Assignment – In the article on whether an elderly parent should live alone, what is named as one of the first and most obvious signs that parents are struggling to take care of themselves?

Supplied passage –
● ● ● ● ●

Should Your Elderly Parent Be Living Alone? 6 Signs That They Need More Help
Everyone ages differently. As we get older (and often much earlier than we’d like) we start to face physical challenges and new demands on our bodies. Unfortunately, there’s no playbook for these. Some 70-year-olds are as fit as they were in their 40s (sometimes, even fitter) while some 50-year-olds struggle with basic tasks. These differences can make it hard to know what’s best for our older relatives. It’s hard to know when they should no longer live alone or when they need more support. There are, however, some obvious warning signs that you should look out for.
A Decline in Personal Hygiene
One of the first, and most obvious signs that your parents are struggling to take care of themselves is a decline in hygiene. They may stop taking care of themselves or taking as much pride in their appearance. They might start to look unkempt or even smell bad.
The good news is this isn’t always a sign of severe cognitive decline. Sometimes, it’s less a sign of memory problems and cognitive issues, and more a case of them not being able to physically get in and out of the bath and being too embarrassed to ask for help. Communities like McKnight Place offer a range of senior care options, to make sure that your parents get the support that they need when they are ready to move out of their homes.
A Lack of Social Life
Loneliness is one of the most common issues as we get older. If your parent is spending more and more time alone, it’s bad for their mental health, but it also puts a lot of pressure on you and your family. A move to assisted living can be the ideal solution.
Forgetfulness is another common sign that they might be struggling to live alone. If they are forgetting small things like names and dates, you will naturally start to worry about other things they might forget, like keeping appointments and taking medication.
An Increasingly Messy Home
It’s common to be a little messy sometimes, especially when we live alone, but if things are piling up, plates aren’t washed, dust is abundant and the post isn’t being opened, it might be time to worry.

● ● ● ● ●

Listed entries –

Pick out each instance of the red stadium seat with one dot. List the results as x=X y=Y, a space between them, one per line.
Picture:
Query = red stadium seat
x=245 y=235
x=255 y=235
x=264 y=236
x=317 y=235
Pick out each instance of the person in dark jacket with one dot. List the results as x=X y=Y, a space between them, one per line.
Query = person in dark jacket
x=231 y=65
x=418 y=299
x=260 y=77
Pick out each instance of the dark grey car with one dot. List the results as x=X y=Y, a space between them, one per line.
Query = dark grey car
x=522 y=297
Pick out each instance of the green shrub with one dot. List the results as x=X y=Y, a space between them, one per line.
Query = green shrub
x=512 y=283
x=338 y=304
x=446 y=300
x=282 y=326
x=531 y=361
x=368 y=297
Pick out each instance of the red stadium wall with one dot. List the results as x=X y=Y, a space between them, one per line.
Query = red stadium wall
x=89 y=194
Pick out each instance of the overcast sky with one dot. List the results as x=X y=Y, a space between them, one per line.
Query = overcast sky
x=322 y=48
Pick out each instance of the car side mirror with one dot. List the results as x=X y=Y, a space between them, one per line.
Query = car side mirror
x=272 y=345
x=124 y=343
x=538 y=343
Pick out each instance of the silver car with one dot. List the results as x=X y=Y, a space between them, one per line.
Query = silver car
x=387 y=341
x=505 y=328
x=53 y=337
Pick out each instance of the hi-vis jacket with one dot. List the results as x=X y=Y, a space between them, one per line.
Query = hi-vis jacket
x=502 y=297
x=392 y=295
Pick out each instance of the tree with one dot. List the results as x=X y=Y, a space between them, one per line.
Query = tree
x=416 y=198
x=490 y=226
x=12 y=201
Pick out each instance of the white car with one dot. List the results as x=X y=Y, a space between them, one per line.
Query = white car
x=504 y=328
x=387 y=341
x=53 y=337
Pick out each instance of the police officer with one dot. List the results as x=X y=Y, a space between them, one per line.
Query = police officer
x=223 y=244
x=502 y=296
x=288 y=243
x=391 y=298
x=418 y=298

● ● ● ● ●

Result below – A decline in personal hygiene.